▸ Request: Edit the lines below by replacing every occurrence of "traffic cone" with "safety cone" and leaving everything else unchanged.
begin
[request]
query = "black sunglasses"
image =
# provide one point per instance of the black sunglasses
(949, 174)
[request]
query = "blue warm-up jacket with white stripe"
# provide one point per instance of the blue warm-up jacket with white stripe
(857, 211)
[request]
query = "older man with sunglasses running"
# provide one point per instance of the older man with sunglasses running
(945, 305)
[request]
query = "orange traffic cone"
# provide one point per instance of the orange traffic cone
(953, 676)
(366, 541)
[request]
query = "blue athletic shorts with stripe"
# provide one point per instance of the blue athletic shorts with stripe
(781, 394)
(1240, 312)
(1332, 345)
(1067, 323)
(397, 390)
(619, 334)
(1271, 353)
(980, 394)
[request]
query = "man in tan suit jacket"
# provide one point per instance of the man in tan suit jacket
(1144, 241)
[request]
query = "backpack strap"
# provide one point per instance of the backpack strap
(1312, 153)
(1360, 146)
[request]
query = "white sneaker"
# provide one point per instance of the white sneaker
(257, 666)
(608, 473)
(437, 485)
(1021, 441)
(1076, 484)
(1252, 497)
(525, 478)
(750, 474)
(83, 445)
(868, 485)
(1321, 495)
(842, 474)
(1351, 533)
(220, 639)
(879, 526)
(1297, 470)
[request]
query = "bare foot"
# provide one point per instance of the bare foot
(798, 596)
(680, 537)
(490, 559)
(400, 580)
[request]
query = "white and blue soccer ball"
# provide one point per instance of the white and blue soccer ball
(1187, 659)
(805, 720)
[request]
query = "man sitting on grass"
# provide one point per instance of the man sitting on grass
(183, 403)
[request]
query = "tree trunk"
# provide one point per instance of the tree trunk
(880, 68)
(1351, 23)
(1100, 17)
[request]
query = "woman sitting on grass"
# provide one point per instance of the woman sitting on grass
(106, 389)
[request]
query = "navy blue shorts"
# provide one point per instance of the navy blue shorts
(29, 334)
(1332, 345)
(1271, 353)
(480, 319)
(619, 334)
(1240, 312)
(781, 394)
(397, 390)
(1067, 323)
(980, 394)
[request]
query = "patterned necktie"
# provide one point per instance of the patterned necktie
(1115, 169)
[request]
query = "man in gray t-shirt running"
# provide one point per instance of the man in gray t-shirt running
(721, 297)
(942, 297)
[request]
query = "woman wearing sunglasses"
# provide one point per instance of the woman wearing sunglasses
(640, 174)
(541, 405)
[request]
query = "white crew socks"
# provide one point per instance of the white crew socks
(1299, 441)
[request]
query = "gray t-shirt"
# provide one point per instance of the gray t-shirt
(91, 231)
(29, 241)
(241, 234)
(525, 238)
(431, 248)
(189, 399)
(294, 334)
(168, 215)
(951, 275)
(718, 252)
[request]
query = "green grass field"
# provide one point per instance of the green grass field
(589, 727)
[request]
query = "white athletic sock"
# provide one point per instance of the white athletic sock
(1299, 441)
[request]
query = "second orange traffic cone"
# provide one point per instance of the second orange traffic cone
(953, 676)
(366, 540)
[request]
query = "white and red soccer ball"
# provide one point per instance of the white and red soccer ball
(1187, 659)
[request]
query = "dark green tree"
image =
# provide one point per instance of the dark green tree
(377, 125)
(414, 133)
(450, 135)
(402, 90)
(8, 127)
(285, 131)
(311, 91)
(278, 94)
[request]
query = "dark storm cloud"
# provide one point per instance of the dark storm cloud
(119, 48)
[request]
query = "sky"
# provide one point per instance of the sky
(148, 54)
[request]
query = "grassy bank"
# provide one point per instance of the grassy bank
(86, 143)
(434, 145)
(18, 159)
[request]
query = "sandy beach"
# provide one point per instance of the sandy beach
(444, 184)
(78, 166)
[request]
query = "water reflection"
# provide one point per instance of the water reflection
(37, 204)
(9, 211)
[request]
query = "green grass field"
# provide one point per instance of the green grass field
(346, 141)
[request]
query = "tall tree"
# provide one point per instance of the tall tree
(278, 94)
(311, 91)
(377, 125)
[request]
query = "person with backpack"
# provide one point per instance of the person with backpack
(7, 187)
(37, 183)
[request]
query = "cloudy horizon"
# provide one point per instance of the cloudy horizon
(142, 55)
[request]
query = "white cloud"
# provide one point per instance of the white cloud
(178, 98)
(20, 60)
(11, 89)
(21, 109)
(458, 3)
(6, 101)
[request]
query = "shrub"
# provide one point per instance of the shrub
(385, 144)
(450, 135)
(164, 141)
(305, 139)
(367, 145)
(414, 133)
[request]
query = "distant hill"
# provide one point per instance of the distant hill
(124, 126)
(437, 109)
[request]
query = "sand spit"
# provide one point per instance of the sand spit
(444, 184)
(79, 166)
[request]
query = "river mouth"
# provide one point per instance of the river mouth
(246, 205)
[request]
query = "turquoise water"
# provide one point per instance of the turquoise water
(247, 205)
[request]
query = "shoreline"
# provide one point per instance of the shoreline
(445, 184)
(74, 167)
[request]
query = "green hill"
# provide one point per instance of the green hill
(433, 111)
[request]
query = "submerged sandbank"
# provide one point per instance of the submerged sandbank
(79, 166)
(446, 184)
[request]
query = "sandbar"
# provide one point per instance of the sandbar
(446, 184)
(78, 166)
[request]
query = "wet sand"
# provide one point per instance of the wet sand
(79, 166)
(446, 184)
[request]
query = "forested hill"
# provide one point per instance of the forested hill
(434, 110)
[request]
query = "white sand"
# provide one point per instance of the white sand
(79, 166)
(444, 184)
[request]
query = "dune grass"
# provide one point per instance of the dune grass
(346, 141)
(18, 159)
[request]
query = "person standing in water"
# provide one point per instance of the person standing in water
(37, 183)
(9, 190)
end
▸ Full response:
[request]
query = "black sunglasses"
image =
# provide one point per instance of the black sunglasses
(949, 174)
[request]
query = "blue warm-up jacket with white stripe"
# provide one point per instance of the blue warm-up jacket with white stripe
(857, 211)
[request]
query = "older man with sunglasses running"
# provide one point per instance of the older man with sunglasses running
(945, 305)
[request]
query = "orange safety cone"
# provide one point per instance of the orange safety cone
(953, 676)
(366, 541)
[request]
query = "blue athletic shorts with stripe"
# provide one point per instance of the blue athletic shorts with stripe
(781, 394)
(1240, 312)
(1332, 345)
(1067, 323)
(397, 390)
(619, 334)
(1271, 353)
(980, 394)
[request]
query = "man in tan suit jacket"
# provide one point per instance of the man in tan suit jacket
(1144, 241)
[request]
query = "backpack strap"
# provide one point per instance of the backpack strap
(1312, 153)
(1360, 146)
[request]
query = "white sneaker"
# provide one point per instance of the white sneaker
(257, 666)
(608, 473)
(437, 485)
(1021, 441)
(1076, 484)
(1252, 497)
(525, 478)
(750, 474)
(83, 445)
(868, 485)
(1321, 495)
(842, 474)
(1351, 533)
(220, 639)
(879, 526)
(1297, 470)
[request]
query = "bare foot"
# provide one point per instance of the bare foot
(798, 596)
(680, 537)
(490, 559)
(400, 580)
[request]
query = "white and blue soccer ball"
# provide one point per instance of the white and blue soccer ball
(1187, 659)
(805, 720)
[request]
query = "man sitting on grass"
# provide one point per instance of the man sitting on grass
(183, 403)
[request]
query = "tree trunk"
# provide one point per instance of the tree trunk
(880, 68)
(1351, 23)
(1100, 17)
[request]
query = "woman sitting on grass"
# provide one point per instance of the woman sitting on grass
(106, 389)
[request]
query = "navy blue shorts"
# provide one point per instance of the navy blue shorts
(29, 334)
(1332, 345)
(1271, 353)
(480, 319)
(619, 334)
(1240, 312)
(781, 394)
(397, 390)
(1067, 323)
(980, 394)
[request]
query = "patterned necktie"
# provide one point per instance of the patterned necktie
(1115, 169)
[request]
query = "man in gray t-shirt running"
# provide one point per instance of the man in gray t-shirt running
(721, 297)
(942, 297)
[request]
query = "woman wearing sunglasses"
# provide one point per instance of the woman wearing sunglasses
(640, 174)
(541, 405)
[request]
query = "white crew socks"
# provide one point per instance of the white crew socks
(1299, 441)
[request]
query = "gray t-shirt"
# provide one point per instance of the gray t-shirt
(91, 231)
(29, 241)
(241, 234)
(525, 238)
(431, 248)
(189, 399)
(294, 334)
(168, 215)
(951, 275)
(718, 252)
[request]
query = "green grass field"
# provide one point per instance of the green grass field
(589, 727)
[request]
query = "white athletic sock"
# provide one point per instance of the white athletic sock
(1299, 441)
[request]
query = "second orange safety cone"
# provide one point per instance of the second orange safety cone
(953, 676)
(366, 540)
[request]
query = "white and red soccer ball"
# provide one point per instance of the white and red soccer ball
(1187, 659)
[request]
query = "dark green tree"
image =
# provide one point per instance of the dark green tree
(377, 125)
(414, 133)
(450, 135)
(402, 90)
(8, 127)
(285, 131)
(311, 91)
(278, 94)
[request]
query = "dark storm cloud"
# provide one point per instance of the dark storm cloud
(119, 48)
[request]
query = "sky"
# provide one point per instance of the sky
(148, 54)
[request]
query = "grassy bank"
# provide one point per instance of the grassy bank
(86, 143)
(434, 145)
(18, 159)
[request]
query = "sandy beach"
# provide one point per instance of the sandy beach
(444, 184)
(78, 166)
[request]
query = "water reflection"
# provide one point per instance of the water reflection
(37, 204)
(9, 211)
[request]
query = "green grass field"
# provide one point per instance of the green grass field
(346, 141)
[request]
query = "tall tree"
# provide one point per instance of the tall tree
(278, 94)
(311, 91)
(377, 125)
[request]
query = "person with backpack"
# provide one point per instance of the person with backpack
(7, 187)
(37, 183)
[request]
query = "cloudy horizon"
# provide one point per instance of the cloudy horizon
(142, 55)
[request]
query = "white cloud"
# provide one point per instance of the white cloud
(178, 98)
(20, 60)
(11, 89)
(21, 109)
(458, 3)
(6, 101)
[request]
query = "shrub"
# provide one point per instance of the shrub
(385, 144)
(450, 135)
(164, 141)
(305, 139)
(367, 145)
(414, 133)
[request]
query = "distant hill"
# provide one point per instance of the distant hill
(124, 126)
(437, 109)
[request]
query = "sand spit"
# provide one point per instance of the sand spit
(444, 184)
(79, 166)
[request]
query = "river mouth"
# provide one point per instance of the river mouth
(246, 205)
[request]
query = "turquoise water"
# provide one point per instance of the turquoise water
(247, 205)
[request]
query = "shoreline"
# provide one point per instance of the shoreline
(445, 184)
(74, 167)
[request]
query = "green hill"
# provide one point per instance of the green hill
(433, 111)
[request]
query = "submerged sandbank"
# provide one point per instance of the submerged sandbank
(79, 166)
(446, 184)
[request]
query = "sandbar"
# provide one point per instance of the sandbar
(446, 184)
(78, 166)
[request]
query = "wet sand"
# provide one point per instance of the wet sand
(79, 166)
(446, 184)
[request]
query = "forested hill"
# provide one point per instance of the forested hill
(434, 110)
[request]
query = "white sand"
# provide one point per instance of the white sand
(79, 166)
(444, 184)
[request]
query = "dune grass"
# provide one point per instance of the dune grass
(346, 141)
(18, 159)
[request]
query = "person standing in water"
# provide one point per instance of the person standing in water
(37, 183)
(9, 190)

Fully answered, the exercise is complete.